_TASK TO CARRY OUT:_ Repeat the portion of the comments on European regulation below verbatim, beginning at the words "posted by: Mitchell" and stopping after the words "European water-consuming/wastewater-generating industry.".

[Start of PASSAGE SHOWN]

I've lived for extended periods of time in several European countries. There are times when an America misses being able to shop at 2am on a Saturday. But there are huge benefits to the European system. Image a six-week vacation, imagine fruits and vegetables that actually tasted like they were supposed to. Imagine good beer, a different good beer in every town. That's Germany, man. And you know what, they live longer they we do.

posted by: Mitchell Young on 05.15.06 at 11:51 PM [permalink]



My experience is limited to the water area, and effectively, the European Union is vastly more regulated than the USA. Moreover, their extremely detailed rules are taken seriously. However, I dont think the tremendous rule-writing effort is directed against foreigners. Because of their rules, European consumers pay up to 10 dollars per cubic meter of drinking water, and this situation is a heavy competitive weight on European water-consuming/wastewater-generating industry.

My personal opinion is that European overregulation springs from a deep desire for detailed rules and total certainty. The dominant ethnic group in Europe, the Germans, love/need laws and rules. Once rules are clearly set, they are able to be very efficient. Also the French, in a different way, love heavy codes and wordy laws. For the rest of us, it may seem bizarre, but it is not malignant. Of course, I may be naive.

posted by: jaimito on 05.15.06 at 11:51 PM [permalink]



The European regulatory burden is most noticable in prices and availability. The regulation that is happening happens mainly as long as its mostly out of sight and isn't imposed directly on consumers but manufacturers.

[End of PASSAGE SHOWN]
[Start of ENTRIES PROVIDED]

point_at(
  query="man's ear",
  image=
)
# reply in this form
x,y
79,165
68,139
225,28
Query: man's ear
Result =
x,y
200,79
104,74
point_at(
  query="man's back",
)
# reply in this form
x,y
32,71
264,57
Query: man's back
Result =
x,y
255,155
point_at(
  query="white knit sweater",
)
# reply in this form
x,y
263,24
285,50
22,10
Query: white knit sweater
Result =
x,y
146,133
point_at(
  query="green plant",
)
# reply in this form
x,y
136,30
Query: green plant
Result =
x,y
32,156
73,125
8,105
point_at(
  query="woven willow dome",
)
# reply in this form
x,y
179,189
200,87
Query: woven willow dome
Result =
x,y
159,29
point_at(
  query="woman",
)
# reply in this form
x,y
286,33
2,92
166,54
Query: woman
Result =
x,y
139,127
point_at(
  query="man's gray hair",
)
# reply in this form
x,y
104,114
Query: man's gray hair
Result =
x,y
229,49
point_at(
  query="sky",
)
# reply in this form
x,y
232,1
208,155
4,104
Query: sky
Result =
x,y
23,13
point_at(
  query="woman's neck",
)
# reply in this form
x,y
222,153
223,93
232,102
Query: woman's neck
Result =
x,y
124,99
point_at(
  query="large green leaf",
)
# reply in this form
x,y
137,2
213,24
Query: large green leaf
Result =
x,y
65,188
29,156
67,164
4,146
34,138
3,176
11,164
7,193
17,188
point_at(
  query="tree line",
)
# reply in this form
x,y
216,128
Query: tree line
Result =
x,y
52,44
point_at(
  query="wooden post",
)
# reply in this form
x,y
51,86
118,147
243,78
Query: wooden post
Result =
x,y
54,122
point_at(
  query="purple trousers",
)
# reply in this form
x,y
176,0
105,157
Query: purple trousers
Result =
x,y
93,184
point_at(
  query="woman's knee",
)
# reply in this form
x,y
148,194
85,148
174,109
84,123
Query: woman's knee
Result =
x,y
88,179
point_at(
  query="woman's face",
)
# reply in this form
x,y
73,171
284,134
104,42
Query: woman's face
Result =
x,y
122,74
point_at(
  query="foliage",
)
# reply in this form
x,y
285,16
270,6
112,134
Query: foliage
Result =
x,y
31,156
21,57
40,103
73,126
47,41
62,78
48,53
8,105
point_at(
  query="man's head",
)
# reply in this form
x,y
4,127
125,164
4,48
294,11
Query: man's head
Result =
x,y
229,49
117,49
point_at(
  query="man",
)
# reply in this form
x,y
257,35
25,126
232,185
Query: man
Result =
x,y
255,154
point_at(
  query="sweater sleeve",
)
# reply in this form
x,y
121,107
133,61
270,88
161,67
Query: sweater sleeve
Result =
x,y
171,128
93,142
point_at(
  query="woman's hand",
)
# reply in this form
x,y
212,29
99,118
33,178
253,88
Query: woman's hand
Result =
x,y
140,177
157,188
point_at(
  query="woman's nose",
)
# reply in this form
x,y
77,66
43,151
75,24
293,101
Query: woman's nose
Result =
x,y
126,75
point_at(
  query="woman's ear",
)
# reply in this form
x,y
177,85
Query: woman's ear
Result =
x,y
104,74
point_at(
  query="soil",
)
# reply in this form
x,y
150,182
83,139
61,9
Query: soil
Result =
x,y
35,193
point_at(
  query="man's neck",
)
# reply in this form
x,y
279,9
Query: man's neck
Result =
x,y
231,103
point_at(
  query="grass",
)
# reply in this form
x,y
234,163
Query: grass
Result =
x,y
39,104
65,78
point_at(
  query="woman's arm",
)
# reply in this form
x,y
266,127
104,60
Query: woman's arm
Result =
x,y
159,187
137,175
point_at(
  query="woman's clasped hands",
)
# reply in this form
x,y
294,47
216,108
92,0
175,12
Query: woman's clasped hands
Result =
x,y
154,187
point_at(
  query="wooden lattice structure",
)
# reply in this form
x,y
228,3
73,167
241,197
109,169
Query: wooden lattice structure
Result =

[End of ENTRIES PROVIDED]

_EXPECTED OUTPUT:_
posted by: Mitchell Young on 05.15.06 at 11:51 PM [permalink]



My experience is limited to the water area, and effectively, the European Union is vastly more regulated than the USA. Moreover, their extremely detailed rules are taken seriously. However, I dont think the tremendous rule-writing effort is directed against foreigners. Because of their rules, European consumers pay up to 10 dollars per cubic meter of drinking water, and this situation is a heavy competitive weight on European water-consuming/wastewater-generating industry.